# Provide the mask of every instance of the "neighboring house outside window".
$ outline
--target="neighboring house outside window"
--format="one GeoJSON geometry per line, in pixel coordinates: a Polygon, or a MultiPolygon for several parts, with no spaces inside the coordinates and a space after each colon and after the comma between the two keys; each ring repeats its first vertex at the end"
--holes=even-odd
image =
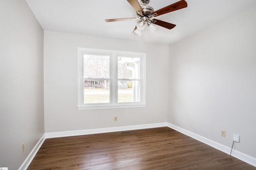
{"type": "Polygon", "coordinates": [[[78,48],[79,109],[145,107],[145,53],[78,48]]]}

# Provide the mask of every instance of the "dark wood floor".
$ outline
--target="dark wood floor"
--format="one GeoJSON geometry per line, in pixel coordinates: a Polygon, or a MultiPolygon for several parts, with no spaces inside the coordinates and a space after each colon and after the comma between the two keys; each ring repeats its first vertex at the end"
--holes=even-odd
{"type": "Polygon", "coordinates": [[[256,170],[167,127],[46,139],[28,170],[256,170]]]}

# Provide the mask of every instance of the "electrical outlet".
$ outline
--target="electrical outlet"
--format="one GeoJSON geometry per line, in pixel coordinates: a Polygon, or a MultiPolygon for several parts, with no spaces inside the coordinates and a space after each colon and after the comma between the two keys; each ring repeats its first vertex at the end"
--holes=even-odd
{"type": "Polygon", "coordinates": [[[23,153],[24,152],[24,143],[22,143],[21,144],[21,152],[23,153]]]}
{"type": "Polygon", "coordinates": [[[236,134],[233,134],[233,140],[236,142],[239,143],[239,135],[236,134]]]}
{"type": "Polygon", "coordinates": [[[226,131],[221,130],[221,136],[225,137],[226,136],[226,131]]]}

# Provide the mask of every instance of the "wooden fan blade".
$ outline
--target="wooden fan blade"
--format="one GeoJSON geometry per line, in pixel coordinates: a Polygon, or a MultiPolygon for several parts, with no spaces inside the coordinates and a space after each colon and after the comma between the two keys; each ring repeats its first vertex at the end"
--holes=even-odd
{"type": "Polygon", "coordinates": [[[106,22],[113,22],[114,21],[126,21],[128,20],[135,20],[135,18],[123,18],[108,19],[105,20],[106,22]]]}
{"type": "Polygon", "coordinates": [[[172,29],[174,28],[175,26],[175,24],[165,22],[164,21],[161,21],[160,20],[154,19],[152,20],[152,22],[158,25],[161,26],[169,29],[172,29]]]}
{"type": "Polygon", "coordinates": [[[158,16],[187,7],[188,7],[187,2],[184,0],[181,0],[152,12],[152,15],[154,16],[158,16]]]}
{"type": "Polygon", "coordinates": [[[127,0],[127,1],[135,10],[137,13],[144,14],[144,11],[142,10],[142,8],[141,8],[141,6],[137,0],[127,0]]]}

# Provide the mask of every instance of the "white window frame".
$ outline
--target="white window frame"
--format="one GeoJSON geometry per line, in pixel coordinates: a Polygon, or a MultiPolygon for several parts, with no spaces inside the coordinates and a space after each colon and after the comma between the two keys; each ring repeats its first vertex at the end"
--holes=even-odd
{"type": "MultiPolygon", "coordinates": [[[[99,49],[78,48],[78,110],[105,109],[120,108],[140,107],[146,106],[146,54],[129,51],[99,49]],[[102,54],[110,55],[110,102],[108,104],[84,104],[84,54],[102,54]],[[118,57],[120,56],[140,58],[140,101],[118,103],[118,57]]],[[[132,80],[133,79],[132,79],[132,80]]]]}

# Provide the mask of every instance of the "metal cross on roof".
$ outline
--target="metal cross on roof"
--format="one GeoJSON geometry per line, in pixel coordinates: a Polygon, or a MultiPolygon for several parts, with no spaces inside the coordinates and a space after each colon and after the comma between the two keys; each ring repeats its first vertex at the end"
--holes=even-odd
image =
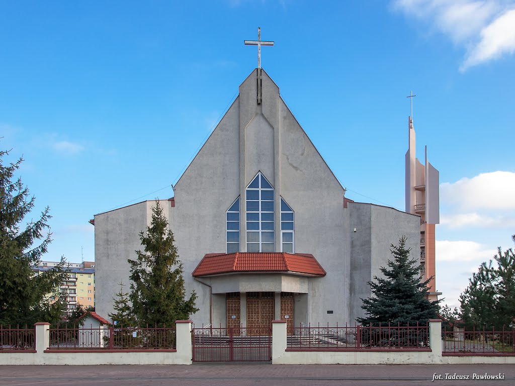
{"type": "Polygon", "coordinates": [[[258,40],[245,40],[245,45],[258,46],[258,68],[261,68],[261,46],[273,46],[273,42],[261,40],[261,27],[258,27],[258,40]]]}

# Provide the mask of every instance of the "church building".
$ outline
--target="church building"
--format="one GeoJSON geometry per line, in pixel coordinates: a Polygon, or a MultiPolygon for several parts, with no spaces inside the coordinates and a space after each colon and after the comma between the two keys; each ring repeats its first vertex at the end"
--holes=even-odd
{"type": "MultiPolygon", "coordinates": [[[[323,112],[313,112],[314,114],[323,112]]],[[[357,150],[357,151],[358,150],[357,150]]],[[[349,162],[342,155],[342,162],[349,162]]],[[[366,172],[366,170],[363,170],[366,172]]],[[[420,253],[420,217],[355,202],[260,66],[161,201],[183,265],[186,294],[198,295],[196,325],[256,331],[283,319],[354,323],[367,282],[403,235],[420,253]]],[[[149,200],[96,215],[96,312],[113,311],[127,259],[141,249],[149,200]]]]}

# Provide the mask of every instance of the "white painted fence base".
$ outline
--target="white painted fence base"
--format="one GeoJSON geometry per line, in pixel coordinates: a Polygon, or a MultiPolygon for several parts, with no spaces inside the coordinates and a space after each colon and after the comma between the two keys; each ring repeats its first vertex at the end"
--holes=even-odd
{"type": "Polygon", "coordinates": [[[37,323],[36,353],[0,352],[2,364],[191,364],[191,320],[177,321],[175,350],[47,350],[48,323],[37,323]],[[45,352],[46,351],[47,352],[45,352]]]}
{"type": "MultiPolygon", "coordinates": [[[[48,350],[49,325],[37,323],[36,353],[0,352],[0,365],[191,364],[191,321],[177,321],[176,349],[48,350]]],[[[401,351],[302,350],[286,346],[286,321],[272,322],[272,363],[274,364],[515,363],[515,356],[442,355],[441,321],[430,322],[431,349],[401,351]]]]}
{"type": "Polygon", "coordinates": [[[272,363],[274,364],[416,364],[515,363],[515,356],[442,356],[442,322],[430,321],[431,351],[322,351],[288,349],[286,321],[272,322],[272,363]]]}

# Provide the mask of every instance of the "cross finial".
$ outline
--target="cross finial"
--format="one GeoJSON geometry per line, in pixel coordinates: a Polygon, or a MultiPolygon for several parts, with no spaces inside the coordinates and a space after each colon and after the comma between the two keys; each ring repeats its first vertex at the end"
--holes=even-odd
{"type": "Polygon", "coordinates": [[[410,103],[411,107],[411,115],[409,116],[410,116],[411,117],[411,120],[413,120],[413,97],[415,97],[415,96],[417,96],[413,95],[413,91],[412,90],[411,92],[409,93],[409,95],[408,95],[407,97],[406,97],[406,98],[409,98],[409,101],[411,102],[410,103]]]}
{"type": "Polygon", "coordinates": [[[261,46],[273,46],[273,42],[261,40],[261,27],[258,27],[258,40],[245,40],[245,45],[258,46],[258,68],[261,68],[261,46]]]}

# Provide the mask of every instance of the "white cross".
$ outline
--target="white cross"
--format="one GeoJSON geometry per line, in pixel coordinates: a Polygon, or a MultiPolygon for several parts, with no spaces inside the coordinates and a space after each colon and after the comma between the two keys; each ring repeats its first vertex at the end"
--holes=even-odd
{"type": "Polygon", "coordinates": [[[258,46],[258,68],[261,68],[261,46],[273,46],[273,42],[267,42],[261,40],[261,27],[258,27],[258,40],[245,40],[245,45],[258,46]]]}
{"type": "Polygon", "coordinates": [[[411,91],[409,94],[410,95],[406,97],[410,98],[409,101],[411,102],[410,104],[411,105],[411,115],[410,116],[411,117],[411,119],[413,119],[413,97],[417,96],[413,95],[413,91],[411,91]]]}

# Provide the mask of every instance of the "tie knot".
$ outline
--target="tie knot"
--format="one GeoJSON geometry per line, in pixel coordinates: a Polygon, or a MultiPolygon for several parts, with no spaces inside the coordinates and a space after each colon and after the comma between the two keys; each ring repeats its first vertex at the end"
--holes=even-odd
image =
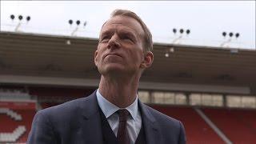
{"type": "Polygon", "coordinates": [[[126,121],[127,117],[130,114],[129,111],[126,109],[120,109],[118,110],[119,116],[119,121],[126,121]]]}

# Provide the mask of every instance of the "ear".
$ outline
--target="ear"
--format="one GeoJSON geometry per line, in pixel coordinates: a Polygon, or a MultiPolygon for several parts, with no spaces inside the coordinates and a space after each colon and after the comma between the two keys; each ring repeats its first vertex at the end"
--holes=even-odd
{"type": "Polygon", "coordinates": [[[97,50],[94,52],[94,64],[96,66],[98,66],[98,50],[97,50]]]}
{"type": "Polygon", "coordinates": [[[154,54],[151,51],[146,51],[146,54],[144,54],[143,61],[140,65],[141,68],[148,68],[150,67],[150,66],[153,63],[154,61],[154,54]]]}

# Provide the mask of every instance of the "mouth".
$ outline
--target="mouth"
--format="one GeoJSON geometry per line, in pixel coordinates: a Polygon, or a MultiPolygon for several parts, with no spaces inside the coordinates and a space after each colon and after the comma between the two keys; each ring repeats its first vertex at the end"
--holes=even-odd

_ _ _ _

**Work to complete:** Which lines in the entries above contain the word "blade"? Find each one and copy it in full.

**Solution:**
# Provide the mask of every instance of the "wooden fan blade".
--target="wooden fan blade"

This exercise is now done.